[Collected data entries]

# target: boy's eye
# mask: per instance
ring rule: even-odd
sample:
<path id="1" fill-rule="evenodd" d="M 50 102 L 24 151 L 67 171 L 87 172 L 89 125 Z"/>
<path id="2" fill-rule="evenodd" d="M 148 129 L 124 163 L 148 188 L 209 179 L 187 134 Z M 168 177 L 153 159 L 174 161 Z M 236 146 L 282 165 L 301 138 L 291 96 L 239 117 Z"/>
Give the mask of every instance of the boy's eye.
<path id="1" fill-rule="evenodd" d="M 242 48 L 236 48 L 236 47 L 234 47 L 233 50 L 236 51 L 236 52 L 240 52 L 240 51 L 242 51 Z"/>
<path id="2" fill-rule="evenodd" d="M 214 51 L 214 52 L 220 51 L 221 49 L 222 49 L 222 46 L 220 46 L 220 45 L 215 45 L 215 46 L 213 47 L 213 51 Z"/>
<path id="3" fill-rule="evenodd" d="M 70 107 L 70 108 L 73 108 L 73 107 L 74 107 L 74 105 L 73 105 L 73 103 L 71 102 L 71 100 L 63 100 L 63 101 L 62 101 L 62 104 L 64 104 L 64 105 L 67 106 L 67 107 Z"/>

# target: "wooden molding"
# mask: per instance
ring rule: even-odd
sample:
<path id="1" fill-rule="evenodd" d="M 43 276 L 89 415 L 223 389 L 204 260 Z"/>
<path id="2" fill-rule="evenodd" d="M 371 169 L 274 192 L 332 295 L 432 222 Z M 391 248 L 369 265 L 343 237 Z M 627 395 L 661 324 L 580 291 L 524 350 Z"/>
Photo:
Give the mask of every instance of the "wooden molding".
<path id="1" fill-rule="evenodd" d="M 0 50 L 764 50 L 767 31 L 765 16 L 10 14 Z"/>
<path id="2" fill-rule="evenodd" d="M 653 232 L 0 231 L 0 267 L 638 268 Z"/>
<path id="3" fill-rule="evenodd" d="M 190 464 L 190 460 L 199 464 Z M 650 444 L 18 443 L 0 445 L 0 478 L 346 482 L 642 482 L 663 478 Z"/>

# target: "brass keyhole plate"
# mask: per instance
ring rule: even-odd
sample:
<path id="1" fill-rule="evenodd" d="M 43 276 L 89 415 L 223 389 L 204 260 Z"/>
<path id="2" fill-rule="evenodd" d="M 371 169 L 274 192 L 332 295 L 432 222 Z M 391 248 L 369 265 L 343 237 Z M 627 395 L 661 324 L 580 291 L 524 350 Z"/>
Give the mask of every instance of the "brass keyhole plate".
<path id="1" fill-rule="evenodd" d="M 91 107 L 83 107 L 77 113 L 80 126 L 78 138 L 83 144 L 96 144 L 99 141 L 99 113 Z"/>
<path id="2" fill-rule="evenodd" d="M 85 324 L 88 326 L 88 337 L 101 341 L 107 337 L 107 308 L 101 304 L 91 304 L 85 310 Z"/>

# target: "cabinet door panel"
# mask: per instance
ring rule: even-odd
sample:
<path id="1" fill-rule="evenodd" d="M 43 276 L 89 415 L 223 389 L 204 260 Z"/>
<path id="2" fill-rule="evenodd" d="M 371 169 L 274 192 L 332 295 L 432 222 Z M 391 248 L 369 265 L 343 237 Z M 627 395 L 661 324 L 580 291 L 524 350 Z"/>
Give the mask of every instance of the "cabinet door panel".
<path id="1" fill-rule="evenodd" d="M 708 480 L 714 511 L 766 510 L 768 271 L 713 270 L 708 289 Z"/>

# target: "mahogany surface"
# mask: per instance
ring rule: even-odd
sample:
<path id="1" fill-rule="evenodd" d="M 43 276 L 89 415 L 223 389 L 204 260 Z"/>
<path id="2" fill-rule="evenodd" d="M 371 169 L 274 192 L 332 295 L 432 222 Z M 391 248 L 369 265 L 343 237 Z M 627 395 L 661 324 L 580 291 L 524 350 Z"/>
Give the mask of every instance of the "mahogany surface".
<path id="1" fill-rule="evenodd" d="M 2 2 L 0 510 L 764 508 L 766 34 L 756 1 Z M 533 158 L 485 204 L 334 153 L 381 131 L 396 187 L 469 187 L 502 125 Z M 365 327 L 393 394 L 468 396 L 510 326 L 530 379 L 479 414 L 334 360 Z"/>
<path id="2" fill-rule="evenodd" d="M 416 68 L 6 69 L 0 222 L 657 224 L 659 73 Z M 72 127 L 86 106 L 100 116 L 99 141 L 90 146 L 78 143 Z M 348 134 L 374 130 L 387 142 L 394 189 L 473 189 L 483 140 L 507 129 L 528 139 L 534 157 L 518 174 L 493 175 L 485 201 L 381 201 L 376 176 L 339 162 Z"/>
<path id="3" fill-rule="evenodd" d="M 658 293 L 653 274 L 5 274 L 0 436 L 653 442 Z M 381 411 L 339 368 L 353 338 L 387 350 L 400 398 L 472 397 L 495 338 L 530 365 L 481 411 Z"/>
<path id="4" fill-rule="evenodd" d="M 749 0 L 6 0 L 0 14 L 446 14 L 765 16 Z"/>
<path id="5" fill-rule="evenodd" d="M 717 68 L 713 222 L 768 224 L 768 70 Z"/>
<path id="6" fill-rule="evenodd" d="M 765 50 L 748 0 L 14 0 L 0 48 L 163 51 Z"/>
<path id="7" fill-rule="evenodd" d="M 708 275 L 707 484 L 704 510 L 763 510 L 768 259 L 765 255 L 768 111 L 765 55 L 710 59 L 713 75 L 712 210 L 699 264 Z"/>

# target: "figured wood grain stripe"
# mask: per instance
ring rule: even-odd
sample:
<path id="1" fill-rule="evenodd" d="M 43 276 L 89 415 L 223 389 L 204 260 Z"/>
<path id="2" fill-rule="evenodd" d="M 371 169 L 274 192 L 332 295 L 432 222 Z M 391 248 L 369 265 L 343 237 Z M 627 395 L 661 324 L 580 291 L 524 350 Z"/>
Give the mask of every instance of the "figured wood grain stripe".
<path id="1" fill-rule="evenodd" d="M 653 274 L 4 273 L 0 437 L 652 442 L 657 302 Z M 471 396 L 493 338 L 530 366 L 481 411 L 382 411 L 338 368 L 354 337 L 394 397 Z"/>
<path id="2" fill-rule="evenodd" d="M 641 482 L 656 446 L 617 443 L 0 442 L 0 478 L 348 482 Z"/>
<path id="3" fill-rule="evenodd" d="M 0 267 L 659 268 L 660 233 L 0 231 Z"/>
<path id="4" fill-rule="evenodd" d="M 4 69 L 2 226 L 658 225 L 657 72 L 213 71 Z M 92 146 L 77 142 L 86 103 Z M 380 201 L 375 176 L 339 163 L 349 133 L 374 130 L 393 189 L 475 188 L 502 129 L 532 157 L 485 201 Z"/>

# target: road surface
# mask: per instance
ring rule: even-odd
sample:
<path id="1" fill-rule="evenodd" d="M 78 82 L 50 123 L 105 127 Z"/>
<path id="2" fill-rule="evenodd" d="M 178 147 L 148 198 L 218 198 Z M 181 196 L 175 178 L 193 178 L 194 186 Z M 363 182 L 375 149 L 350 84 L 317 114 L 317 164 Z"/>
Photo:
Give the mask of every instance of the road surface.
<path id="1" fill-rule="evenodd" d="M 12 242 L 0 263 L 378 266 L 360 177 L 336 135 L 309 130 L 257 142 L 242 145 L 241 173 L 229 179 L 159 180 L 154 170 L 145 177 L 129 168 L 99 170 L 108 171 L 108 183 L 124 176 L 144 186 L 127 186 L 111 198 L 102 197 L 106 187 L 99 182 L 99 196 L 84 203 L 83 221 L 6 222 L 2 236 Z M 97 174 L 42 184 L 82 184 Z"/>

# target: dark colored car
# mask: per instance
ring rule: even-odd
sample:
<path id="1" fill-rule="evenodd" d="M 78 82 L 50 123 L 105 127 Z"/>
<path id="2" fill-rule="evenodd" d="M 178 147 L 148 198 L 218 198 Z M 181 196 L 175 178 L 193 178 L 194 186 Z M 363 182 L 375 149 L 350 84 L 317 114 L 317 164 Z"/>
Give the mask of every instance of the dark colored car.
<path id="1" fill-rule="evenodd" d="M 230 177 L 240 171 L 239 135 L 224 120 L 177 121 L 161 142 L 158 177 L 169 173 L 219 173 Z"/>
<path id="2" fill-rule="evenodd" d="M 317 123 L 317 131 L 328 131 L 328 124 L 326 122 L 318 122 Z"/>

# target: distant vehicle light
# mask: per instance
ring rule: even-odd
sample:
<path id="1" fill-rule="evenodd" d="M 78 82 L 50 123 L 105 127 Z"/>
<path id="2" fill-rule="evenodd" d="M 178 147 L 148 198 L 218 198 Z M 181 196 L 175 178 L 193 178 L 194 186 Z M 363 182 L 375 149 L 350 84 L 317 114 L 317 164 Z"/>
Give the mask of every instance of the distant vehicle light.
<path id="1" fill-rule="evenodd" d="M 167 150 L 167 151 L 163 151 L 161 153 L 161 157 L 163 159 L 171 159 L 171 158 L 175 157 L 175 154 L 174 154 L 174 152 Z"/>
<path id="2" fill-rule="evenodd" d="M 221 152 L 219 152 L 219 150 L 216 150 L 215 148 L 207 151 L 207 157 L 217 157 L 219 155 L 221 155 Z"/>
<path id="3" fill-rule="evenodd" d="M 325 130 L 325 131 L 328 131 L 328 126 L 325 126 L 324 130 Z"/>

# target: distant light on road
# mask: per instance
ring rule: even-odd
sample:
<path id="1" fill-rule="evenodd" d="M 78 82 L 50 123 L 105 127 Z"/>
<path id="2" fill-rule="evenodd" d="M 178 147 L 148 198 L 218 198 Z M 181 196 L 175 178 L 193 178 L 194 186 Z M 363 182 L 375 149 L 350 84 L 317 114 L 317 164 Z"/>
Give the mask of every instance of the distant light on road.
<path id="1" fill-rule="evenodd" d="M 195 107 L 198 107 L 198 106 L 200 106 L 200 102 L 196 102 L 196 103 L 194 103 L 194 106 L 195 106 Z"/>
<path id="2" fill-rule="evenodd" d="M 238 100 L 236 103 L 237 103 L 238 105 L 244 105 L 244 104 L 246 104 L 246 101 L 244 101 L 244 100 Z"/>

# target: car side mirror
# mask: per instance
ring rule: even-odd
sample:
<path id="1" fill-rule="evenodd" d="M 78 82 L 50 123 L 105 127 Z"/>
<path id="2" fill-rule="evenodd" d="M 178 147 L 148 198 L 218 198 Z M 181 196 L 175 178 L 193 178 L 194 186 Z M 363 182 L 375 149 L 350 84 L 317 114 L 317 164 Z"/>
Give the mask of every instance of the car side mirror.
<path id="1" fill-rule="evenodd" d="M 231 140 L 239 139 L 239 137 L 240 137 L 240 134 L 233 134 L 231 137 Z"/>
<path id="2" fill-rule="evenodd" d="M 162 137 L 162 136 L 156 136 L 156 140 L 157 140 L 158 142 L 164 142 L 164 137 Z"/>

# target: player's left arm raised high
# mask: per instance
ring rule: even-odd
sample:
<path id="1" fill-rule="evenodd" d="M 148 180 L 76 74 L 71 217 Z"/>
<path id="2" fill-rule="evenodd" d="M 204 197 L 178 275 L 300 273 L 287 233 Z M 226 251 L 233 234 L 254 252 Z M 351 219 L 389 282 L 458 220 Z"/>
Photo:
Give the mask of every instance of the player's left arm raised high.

**INSTRUCTIONS FOR THE TASK**
Search the records for the string "high" and return every line in which it occurs.

**SOLUTION TO THIS EXERCISE**
# target: player's left arm raised high
Give the mask of every instance of the player's left arm raised high.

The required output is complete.